-- DATA FOR THIS EXERCISE --
··········

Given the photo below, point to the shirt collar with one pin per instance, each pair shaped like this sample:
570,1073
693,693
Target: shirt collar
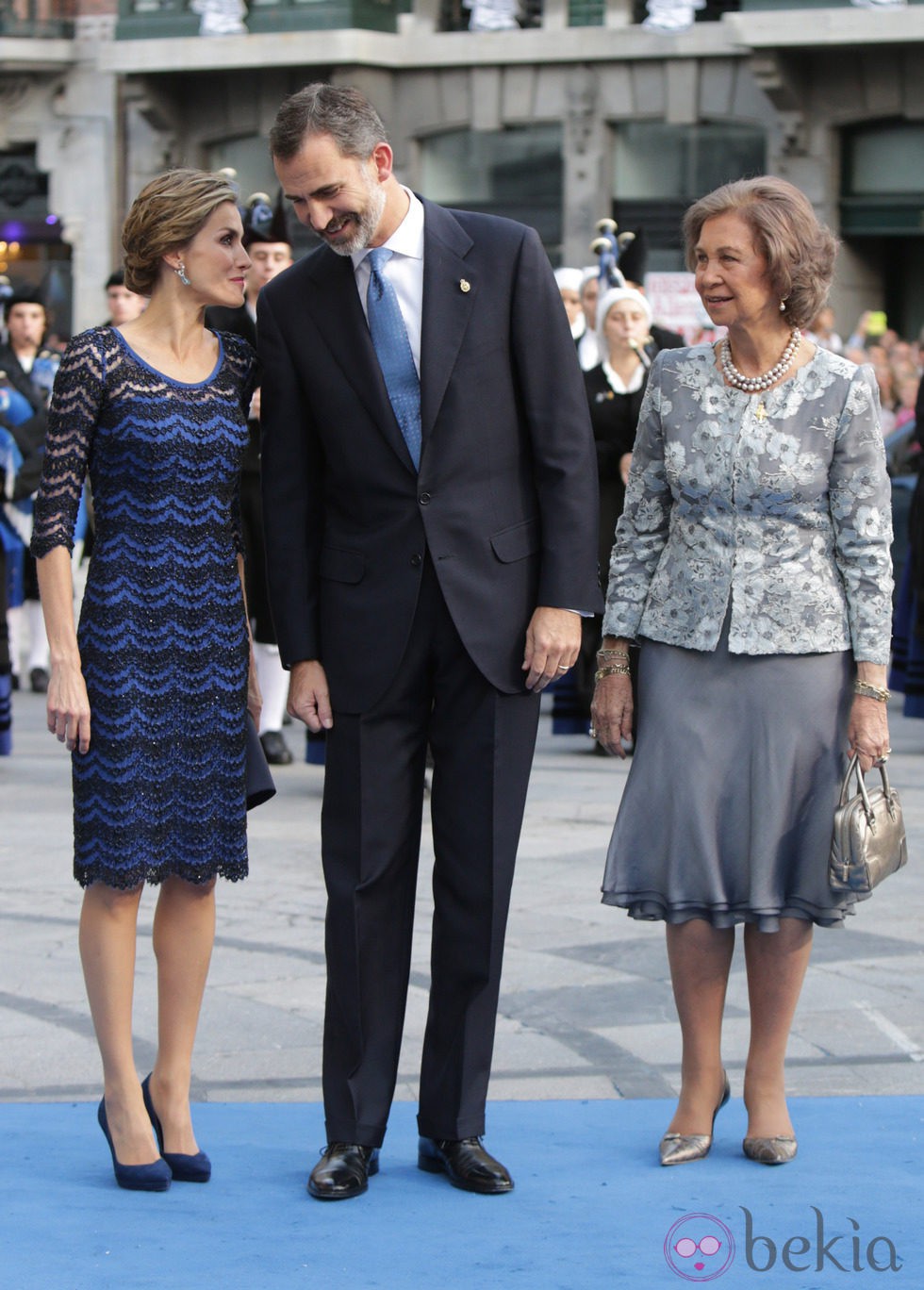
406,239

··········

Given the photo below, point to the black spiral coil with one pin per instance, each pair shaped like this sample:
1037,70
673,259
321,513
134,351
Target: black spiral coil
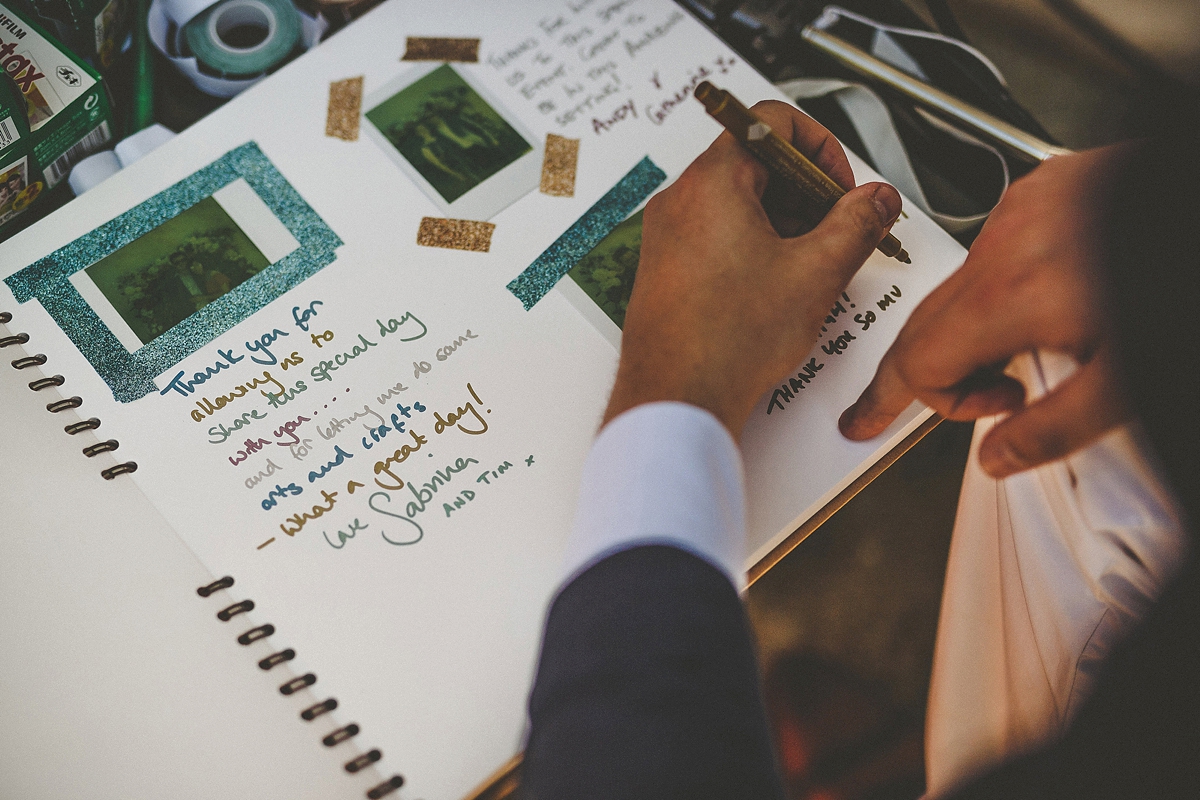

··········

-- SET TASK --
Return the lines of the data verbatim, beginning at the line that contains "Given the photo below, point to the black" and ending after the line that contains "Target: black spiral coil", both included.

-- PROBLEM SOLUTION --
Given the photo below, point to the black spiral coil with one pin per instance, each pair shaped like this sample:
1037,70
673,259
321,513
134,351
Target: black spiral coil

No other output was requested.